> [Task to complete]:
From the listing below, copy only the lines running from the line that contains "Target: overhead wire pole" to the line that contains "Put a point on every instance of the bare", both included.

------ Records for this exercise ------

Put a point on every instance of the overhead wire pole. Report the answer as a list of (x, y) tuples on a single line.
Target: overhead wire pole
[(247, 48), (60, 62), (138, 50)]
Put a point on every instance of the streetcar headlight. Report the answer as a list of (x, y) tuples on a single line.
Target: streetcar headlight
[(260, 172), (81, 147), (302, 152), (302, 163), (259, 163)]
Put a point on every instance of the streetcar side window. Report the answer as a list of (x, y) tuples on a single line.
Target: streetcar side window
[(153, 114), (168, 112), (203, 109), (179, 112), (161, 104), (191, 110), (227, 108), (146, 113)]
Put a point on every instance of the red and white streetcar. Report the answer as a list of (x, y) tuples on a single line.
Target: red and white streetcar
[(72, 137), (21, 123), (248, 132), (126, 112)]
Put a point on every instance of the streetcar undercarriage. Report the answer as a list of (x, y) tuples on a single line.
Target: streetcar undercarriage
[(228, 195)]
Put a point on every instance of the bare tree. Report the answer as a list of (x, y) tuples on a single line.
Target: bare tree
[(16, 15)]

------
------ Records for this exercise ------

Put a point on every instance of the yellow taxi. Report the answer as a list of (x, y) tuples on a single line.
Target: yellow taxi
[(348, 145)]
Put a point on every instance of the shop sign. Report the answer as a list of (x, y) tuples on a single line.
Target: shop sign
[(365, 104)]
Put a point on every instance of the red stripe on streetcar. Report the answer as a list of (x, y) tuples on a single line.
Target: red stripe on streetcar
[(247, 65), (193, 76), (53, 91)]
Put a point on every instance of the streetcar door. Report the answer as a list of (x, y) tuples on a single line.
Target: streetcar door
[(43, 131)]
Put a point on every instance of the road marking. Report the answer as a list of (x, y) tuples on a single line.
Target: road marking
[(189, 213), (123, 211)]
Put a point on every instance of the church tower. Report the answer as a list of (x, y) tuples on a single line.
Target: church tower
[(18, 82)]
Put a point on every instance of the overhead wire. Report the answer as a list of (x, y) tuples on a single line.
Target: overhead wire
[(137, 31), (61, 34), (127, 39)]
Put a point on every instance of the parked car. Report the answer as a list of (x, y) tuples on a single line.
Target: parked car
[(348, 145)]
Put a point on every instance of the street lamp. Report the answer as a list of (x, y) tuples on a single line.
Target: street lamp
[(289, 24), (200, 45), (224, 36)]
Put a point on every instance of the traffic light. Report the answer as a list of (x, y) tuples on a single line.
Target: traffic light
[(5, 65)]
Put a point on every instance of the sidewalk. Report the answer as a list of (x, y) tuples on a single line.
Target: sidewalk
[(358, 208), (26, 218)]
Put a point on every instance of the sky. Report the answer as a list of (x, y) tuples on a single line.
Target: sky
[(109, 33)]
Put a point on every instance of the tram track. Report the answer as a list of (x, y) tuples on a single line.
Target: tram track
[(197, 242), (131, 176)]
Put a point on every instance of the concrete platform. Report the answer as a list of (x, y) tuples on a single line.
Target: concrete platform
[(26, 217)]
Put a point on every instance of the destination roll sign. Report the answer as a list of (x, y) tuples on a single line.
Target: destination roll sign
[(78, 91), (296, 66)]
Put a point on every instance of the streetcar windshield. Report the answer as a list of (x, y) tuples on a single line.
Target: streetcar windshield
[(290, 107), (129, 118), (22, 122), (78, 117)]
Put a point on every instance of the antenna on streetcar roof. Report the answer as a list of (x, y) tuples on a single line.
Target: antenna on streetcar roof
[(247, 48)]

------

> [Output of the exercise]:
Target: overhead wire pole
[(247, 48), (60, 62), (138, 50)]
Put a point on every instance of the streetcar headlight. Report the answer as a list of (x, y) tuples on a single line.
Target: streetcar headlight
[(260, 172), (81, 147), (302, 152), (302, 163), (259, 163)]
Put a point on every instance of the streetcar side window. Report the answer as a list of (x, y) tuples on a single line.
Target: streetcar side window
[(153, 114), (168, 112), (203, 109), (179, 112), (161, 104), (191, 110), (227, 108), (146, 113)]
Put a point on every instance of the red and white streetcar. Report the answer as a list of (x, y) tuples on a single line.
Target: red and white streetcar
[(72, 137), (21, 123), (248, 132), (126, 112)]
Put a point on every instance of the streetcar undercarriage. Report the answer as a list of (x, y) tuples on a single line.
Target: streetcar undercarriage
[(228, 195)]
Put a point on every instance of the bare tree. Report the answer as a list of (x, y) tuples on a single line.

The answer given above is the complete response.